(DIRECTIONS FOR THIS TASK): What is needed here is every entry, retyped exactly.

(SOURCE DATA):
□ □ □

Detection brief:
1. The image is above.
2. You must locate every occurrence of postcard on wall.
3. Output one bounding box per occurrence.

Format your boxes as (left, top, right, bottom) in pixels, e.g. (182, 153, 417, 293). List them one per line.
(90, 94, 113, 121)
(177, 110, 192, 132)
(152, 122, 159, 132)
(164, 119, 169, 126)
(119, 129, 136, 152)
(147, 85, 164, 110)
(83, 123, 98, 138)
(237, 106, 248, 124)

□ □ □

(YOUR RESPONSE):
Detection brief:
1. The image is above.
2. You must locate every occurrence of postcard on wall.
3. Output one bounding box per occurrence.

Format your boxes as (left, top, right, bottom) in pixels, e.g. (182, 153, 417, 293). List them one per line.
(90, 94, 113, 121)
(177, 110, 192, 132)
(152, 122, 159, 132)
(164, 119, 169, 126)
(119, 129, 136, 152)
(147, 85, 164, 110)
(83, 123, 98, 138)
(237, 106, 248, 124)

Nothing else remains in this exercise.